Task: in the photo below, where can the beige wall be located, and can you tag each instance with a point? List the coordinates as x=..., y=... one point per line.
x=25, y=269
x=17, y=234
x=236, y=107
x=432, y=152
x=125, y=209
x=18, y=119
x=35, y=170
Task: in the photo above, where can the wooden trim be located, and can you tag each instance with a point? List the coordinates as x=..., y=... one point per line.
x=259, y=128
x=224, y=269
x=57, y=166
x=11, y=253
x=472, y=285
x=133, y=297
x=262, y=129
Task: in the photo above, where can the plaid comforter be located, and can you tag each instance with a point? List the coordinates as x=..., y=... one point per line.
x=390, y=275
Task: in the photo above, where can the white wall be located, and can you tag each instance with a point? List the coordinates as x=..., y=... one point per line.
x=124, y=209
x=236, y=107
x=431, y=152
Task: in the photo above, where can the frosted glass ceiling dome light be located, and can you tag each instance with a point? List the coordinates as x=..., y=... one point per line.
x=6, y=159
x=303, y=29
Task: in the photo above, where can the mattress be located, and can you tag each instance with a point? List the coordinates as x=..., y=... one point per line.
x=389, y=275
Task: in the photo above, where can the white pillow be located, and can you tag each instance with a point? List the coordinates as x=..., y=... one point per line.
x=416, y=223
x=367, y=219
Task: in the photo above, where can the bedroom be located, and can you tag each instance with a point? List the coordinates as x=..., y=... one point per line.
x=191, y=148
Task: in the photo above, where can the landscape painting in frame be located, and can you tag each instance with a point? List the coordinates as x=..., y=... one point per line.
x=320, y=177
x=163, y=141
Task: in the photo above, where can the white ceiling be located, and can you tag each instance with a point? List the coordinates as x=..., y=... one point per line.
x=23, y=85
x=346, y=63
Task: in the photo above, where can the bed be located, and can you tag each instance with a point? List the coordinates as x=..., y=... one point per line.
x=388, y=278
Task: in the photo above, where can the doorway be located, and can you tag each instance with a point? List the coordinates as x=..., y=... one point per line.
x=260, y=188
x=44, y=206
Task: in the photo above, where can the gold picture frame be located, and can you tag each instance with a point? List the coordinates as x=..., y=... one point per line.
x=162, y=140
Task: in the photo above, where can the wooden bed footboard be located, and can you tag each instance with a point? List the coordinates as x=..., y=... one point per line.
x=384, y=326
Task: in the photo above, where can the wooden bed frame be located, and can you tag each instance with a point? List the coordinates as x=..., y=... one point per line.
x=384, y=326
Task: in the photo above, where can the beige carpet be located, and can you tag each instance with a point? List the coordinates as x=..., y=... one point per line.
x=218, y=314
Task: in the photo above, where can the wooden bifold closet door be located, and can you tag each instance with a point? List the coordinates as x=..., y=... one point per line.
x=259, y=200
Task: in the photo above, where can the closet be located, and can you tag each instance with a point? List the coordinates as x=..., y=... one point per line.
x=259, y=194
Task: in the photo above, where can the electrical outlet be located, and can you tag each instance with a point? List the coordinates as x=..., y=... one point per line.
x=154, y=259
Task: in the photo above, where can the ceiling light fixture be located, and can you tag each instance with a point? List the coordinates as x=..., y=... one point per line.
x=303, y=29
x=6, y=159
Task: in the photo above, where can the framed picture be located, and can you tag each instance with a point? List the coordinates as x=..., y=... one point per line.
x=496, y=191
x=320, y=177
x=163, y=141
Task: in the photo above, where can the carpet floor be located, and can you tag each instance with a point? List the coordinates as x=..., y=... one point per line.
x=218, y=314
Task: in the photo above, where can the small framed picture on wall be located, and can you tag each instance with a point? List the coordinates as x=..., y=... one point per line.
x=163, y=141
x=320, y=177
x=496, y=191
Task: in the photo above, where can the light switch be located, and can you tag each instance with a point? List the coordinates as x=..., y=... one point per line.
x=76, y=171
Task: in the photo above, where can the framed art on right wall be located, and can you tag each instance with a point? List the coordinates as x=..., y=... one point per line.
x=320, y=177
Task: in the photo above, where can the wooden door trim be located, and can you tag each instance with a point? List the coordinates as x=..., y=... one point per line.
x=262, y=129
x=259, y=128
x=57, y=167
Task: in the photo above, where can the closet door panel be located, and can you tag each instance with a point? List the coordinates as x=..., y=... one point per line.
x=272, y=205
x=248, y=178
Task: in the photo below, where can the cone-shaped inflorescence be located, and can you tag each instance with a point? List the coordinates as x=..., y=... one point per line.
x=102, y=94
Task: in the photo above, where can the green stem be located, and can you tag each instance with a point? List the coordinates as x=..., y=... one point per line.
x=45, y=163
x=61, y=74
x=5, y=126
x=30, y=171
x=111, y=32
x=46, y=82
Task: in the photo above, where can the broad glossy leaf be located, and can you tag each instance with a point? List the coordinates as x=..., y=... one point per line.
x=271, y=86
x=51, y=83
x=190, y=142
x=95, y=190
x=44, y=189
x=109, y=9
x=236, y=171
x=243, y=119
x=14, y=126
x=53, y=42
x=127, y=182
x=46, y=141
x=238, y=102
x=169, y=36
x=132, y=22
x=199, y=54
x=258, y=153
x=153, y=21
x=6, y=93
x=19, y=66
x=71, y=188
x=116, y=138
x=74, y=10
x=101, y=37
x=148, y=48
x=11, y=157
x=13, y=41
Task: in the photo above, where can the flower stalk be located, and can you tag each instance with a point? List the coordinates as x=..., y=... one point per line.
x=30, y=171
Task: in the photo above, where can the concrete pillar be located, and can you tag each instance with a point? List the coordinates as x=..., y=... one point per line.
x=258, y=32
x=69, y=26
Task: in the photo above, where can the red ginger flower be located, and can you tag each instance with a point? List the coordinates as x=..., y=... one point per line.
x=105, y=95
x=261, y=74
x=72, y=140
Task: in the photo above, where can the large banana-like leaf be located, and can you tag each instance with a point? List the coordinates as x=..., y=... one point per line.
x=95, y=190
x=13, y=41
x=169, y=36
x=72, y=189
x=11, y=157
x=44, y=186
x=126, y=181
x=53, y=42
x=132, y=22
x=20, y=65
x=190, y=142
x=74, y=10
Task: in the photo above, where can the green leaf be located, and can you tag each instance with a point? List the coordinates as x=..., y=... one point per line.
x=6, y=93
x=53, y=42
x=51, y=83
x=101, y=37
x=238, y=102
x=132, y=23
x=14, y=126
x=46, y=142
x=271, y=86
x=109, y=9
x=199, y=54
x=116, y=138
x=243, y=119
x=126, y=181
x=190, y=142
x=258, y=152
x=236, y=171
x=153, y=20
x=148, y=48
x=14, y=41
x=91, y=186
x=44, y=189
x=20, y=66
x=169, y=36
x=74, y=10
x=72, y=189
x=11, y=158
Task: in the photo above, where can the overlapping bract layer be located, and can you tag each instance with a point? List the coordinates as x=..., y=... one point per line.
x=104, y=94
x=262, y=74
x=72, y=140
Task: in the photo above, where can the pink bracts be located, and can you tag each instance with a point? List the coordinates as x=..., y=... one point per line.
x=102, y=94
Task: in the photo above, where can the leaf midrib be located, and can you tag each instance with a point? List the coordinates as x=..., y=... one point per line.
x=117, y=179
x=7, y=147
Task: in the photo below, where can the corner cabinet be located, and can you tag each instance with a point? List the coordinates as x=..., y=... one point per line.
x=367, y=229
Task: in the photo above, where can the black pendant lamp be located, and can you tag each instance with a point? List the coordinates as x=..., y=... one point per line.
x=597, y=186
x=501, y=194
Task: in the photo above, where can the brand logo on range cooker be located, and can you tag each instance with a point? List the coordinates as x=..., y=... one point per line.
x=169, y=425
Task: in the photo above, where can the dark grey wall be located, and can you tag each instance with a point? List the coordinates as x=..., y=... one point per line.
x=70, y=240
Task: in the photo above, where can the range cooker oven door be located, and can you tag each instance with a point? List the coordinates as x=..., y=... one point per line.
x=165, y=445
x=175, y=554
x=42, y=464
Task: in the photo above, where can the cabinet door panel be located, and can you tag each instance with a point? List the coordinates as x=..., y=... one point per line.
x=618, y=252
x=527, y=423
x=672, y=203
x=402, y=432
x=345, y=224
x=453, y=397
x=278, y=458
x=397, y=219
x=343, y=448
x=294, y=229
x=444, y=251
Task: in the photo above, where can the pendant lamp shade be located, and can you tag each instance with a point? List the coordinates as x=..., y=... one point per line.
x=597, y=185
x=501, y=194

•••••

WORK TO COMPLETE
Switch "pendant lamp shade" to "hanging light shade" in the lines starting with the one containing "Task: in the photo above, where can the pendant" and going on through the end of the items, keeping everything else unchanged. Give back only those lines.

RESULT OF THIS TASK
Task: in the photo above, where can the hanging light shade be located, and can you tag each instance with a point? List the coordinates as x=..., y=... one point per line.
x=597, y=185
x=501, y=194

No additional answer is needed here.